__Work order__. Transcribe the records below exactly.

__Excerpted records__.
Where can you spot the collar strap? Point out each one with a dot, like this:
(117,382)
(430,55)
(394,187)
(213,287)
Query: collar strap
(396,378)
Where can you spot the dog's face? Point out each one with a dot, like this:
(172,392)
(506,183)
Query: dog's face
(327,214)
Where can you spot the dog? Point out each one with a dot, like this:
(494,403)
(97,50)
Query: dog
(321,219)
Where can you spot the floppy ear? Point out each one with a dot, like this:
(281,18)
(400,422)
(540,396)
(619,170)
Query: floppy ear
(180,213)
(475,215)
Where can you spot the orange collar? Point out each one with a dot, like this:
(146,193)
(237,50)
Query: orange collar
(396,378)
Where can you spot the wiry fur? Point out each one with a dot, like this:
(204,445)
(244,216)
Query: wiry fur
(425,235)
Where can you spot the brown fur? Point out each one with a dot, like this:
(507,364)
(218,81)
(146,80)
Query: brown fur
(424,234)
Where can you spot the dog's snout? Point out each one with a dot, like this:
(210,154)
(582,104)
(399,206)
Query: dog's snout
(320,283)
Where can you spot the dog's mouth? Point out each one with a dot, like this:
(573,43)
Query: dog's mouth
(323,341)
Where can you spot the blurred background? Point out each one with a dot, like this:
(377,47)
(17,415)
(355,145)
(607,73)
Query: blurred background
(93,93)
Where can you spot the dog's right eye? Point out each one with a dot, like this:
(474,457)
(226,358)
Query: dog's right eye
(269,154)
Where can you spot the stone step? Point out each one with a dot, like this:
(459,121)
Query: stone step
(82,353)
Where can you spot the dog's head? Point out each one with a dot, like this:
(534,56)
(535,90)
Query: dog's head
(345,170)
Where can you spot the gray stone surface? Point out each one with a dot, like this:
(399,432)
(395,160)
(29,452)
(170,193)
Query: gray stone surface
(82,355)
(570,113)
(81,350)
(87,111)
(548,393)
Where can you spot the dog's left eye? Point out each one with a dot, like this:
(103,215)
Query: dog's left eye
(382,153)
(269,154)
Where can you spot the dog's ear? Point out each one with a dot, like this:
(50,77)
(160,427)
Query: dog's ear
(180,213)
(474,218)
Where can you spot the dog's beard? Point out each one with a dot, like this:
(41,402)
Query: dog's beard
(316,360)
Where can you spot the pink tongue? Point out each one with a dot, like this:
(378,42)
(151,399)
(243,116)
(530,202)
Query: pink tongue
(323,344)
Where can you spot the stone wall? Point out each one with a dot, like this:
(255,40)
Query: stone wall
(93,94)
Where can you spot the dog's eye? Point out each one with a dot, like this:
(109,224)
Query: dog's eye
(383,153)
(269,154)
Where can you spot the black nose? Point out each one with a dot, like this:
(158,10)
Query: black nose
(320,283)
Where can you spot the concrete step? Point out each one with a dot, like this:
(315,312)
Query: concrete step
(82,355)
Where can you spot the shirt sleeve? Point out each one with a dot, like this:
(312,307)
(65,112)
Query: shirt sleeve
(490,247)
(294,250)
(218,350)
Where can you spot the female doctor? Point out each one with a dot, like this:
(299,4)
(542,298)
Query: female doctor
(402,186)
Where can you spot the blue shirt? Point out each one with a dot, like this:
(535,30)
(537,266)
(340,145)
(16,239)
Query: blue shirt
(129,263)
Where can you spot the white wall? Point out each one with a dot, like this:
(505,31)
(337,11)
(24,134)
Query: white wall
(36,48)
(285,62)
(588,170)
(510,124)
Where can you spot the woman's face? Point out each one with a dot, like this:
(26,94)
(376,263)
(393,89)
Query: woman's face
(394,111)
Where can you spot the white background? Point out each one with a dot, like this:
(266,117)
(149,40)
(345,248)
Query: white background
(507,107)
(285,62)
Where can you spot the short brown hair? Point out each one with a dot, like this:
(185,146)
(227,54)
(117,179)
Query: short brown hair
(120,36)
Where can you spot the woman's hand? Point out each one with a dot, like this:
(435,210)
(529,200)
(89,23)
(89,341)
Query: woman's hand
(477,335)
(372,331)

__Solution for this problem__.
Where can you spot the collar strap? Point out each one with a dot, like this:
(117,382)
(430,55)
(394,187)
(213,287)
Query: collar strap
(396,378)
Where can you spot the dog's face? Point out each one with a dot, like this:
(172,392)
(506,183)
Query: dog's face
(327,214)
Where can you spot the dog? Point out each one with a dot, like this:
(494,403)
(97,50)
Query: dog
(321,219)
Where can you spot the floppy ear? Point out each one with a dot, like this:
(281,18)
(400,422)
(540,396)
(619,170)
Query: floppy ear
(180,213)
(475,215)
Where can you spot the orange collar? Point out each one with a dot, like this:
(146,193)
(237,50)
Query: orange collar
(396,378)
Where can you spot the wiry fur? Point out each one with a dot, like this:
(204,445)
(244,216)
Query: wiry fur
(425,235)
Where can you spot the brown fur? Point out each one with a dot, like this:
(507,364)
(218,81)
(146,80)
Query: brown fur
(424,234)
Where can you spot the dog's snout? Point out each one with a dot, like this:
(210,154)
(582,104)
(399,206)
Query: dog's snout
(320,283)
Where can you spot the dog's mouth? Point out each one with a dot, like this:
(573,43)
Query: dog's mouth
(323,341)
Where can you spot the blurred background? Point out each one with a dot, like this:
(377,47)
(17,415)
(355,145)
(607,73)
Query: blurred background
(93,93)
Where can you spot the dog's right eye? Point out each one with a dot, like this:
(474,457)
(226,358)
Query: dog's right eye
(269,154)
Where can you spot the stone step? Point out each one with a dot, like this:
(459,121)
Query: stone step
(82,353)
Where can you spot the dog's head? Point out each one with a dot, like this:
(534,56)
(535,90)
Query: dog's head
(345,170)
Where can you spot the gray stone surface? Point out each one with a dot, like this:
(399,432)
(395,160)
(29,452)
(170,193)
Query: gray stone surface
(82,355)
(570,113)
(81,350)
(87,111)
(548,393)
Where can you spot the dog's left eye? Point out each one with a dot, like this:
(103,215)
Query: dog's left eye
(382,153)
(269,154)
Where can you spot the dog's ear? Point out each one with a dot, like this:
(50,77)
(160,427)
Query: dog's ear
(180,213)
(474,218)
Where can you spot the dog's beard? Point out each one with a dot, like this:
(41,402)
Query: dog's beard
(316,360)
Where can you spot the pink tongue? Point out each one with a dot, like this:
(378,42)
(151,399)
(243,116)
(530,202)
Query: pink tongue
(323,344)
Where can you spot the stone wall? Point out each one with a dot, like this:
(255,40)
Query: stone wall
(93,94)
Where can you spot the dog's eye? Point out each one with a dot, like this:
(109,224)
Query: dog's eye
(383,153)
(269,154)
Where can you spot the black nose? Point out each one with a dot, like this:
(158,10)
Query: black nose
(320,283)
Where can you spot the concrete step? Point out each one with a dot, like this:
(315,312)
Query: concrete step
(82,355)
Where can you spot the shirt sleeve? Point out each one with a dot, like this:
(312,307)
(65,112)
Query: shirt sleeve
(490,247)
(294,250)
(218,350)
Where can you spot the female doctor? Point out each one with a dot, like this:
(299,4)
(542,298)
Query: female doctor
(402,186)
Where can you spot the blue shirt? Point out each one with a dot, like this:
(535,30)
(537,266)
(340,145)
(16,239)
Query: blue shirt
(129,263)
Where can you spot the white wall? Point out each one with a dot, like this:
(505,31)
(337,11)
(24,134)
Query: white wall
(36,48)
(285,62)
(588,170)
(510,124)
Where can you spot the woman's face? Point out each one with a dot, like this:
(26,94)
(376,263)
(393,89)
Query: woman's face
(394,111)
Where can you spot the white background? Point out each one with a dot, like this:
(266,117)
(149,40)
(345,248)
Query: white background
(507,107)
(285,62)
Where can you spot the short brown hair? Point out each one with a dot, like this:
(185,146)
(227,54)
(117,179)
Query: short brown hair
(120,36)
Where can you spot the woman's hand? Point out each one with a dot, like this:
(435,210)
(529,200)
(89,23)
(89,341)
Query: woman's hand
(477,335)
(372,331)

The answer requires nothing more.